**Given problem**: Rewrite the items as a numbered list with no blank lines, starting at the line that contains "man's mouth, the" and ending at the final line of the items.
* * * * * * * * *
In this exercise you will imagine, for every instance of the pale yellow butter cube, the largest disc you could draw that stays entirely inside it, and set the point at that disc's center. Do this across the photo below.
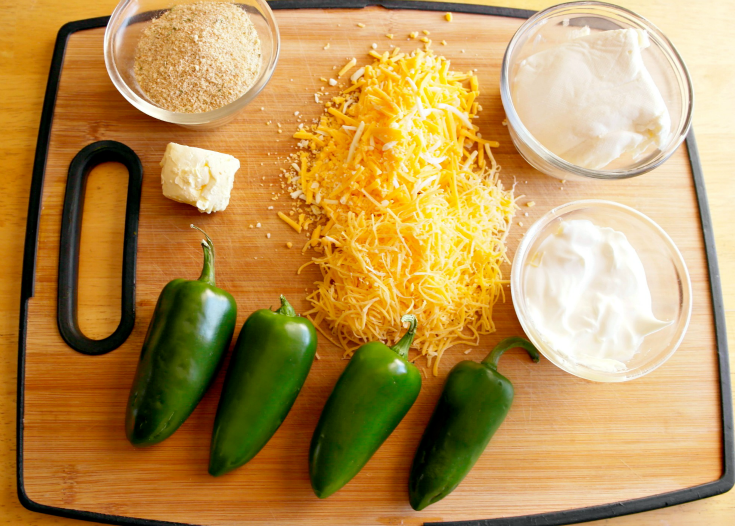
(198, 177)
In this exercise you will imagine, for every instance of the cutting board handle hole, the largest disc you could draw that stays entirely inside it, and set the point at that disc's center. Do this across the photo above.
(99, 176)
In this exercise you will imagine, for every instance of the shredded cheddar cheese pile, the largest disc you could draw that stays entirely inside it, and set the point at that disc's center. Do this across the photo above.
(409, 215)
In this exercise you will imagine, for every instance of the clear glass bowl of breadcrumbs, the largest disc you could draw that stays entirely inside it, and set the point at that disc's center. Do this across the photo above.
(124, 30)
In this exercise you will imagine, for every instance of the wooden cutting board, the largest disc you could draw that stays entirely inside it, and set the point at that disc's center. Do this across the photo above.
(567, 443)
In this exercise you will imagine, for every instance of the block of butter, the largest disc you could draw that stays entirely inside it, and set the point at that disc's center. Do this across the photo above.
(198, 177)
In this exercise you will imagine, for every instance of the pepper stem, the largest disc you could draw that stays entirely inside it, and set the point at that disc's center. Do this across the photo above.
(286, 309)
(401, 348)
(509, 343)
(207, 275)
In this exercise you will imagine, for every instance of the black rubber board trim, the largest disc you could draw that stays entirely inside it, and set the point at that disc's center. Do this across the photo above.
(70, 240)
(605, 511)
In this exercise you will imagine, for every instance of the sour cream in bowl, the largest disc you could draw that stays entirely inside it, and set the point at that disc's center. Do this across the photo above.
(601, 290)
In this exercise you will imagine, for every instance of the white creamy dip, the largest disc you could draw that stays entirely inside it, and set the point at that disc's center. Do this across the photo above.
(587, 295)
(591, 100)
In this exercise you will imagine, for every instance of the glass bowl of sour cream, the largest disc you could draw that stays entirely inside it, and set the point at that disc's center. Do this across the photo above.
(592, 90)
(601, 290)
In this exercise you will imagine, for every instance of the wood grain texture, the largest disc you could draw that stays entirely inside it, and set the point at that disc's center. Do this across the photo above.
(593, 443)
(596, 419)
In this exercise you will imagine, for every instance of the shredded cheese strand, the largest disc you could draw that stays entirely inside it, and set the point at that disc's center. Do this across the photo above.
(413, 218)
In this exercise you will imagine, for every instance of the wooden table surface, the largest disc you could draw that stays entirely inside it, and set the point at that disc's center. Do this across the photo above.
(701, 34)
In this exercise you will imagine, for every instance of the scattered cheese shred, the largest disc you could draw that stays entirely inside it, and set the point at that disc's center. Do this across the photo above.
(290, 222)
(411, 216)
(347, 67)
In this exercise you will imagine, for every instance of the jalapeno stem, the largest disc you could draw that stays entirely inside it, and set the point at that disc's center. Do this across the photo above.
(207, 275)
(286, 309)
(509, 343)
(401, 348)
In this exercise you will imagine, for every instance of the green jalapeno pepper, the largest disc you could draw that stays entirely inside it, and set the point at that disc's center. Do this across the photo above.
(475, 400)
(270, 363)
(190, 331)
(371, 397)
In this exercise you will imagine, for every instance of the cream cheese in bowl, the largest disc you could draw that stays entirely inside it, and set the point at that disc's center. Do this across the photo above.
(591, 100)
(601, 290)
(587, 294)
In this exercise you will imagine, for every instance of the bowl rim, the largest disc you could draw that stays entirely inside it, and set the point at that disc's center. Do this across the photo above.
(516, 286)
(189, 119)
(525, 135)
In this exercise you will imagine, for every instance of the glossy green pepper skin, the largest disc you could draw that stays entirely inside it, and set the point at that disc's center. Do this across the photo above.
(371, 397)
(190, 332)
(270, 363)
(473, 404)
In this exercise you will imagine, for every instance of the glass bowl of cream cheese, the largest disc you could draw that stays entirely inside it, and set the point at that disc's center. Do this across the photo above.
(601, 290)
(592, 90)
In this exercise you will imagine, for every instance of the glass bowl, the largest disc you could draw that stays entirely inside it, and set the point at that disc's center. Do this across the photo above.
(666, 274)
(555, 25)
(124, 29)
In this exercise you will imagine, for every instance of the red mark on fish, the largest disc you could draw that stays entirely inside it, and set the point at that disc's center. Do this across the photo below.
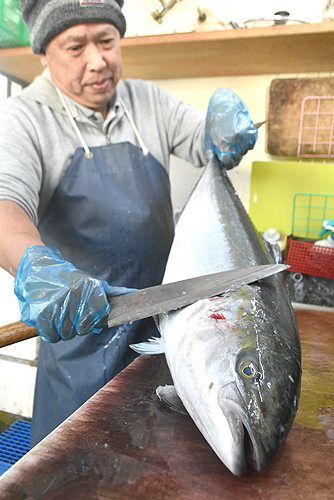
(216, 315)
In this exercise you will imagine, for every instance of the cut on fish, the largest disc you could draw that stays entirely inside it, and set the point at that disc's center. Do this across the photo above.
(235, 359)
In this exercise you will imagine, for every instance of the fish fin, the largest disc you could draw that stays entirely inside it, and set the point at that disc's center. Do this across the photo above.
(273, 251)
(169, 397)
(155, 345)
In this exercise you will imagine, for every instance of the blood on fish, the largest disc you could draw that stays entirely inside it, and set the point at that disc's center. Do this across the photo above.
(216, 315)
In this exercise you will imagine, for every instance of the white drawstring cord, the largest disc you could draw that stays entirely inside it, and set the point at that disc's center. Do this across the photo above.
(88, 152)
(144, 149)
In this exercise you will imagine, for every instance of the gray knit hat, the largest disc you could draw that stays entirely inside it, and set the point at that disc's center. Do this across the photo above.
(48, 18)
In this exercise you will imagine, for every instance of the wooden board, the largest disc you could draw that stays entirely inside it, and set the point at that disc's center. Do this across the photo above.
(285, 102)
(123, 444)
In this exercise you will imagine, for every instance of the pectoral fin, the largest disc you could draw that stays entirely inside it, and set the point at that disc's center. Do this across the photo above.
(169, 397)
(155, 345)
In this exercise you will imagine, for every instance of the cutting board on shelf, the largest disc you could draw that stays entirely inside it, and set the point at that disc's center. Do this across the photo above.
(285, 101)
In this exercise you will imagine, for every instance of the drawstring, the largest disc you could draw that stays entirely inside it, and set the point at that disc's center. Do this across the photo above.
(144, 149)
(88, 152)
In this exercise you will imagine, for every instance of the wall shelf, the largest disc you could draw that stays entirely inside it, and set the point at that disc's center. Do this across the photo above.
(299, 48)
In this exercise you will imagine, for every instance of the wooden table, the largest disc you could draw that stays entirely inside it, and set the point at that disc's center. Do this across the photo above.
(123, 444)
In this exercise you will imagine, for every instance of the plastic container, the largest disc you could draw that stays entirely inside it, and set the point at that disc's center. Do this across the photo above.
(307, 258)
(13, 30)
(14, 444)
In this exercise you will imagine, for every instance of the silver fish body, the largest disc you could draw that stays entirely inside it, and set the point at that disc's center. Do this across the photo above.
(235, 360)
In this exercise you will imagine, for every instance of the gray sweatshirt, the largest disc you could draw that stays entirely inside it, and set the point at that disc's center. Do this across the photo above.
(38, 141)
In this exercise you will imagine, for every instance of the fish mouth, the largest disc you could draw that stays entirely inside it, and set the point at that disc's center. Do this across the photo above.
(247, 446)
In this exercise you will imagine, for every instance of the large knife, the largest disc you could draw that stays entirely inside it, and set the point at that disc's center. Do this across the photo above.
(161, 298)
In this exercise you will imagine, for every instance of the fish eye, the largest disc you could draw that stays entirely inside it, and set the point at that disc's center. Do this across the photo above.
(249, 370)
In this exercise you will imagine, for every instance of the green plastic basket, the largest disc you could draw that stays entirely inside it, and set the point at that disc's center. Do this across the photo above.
(13, 30)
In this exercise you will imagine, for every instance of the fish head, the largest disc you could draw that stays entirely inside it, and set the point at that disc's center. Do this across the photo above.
(241, 375)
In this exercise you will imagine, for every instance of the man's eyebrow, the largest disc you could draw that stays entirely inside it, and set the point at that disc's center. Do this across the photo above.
(82, 39)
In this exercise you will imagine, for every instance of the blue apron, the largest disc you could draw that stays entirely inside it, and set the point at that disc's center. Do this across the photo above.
(111, 216)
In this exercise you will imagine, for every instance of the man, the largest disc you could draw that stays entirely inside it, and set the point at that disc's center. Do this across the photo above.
(84, 194)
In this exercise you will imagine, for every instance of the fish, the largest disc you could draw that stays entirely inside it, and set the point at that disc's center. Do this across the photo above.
(235, 359)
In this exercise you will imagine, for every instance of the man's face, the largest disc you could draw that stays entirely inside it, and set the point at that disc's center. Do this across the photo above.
(85, 63)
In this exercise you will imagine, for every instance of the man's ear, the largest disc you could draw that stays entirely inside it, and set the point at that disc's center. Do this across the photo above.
(43, 59)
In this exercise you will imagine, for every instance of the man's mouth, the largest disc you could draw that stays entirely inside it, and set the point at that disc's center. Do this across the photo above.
(100, 85)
* * * * * * * * *
**In response**:
1. In this exercise you will imagine, for every instance of the man's mouth, the largest disc you could draw that stays entirely inside it, and set the point at that disc's center. Do this across the photo above.
2. (100, 85)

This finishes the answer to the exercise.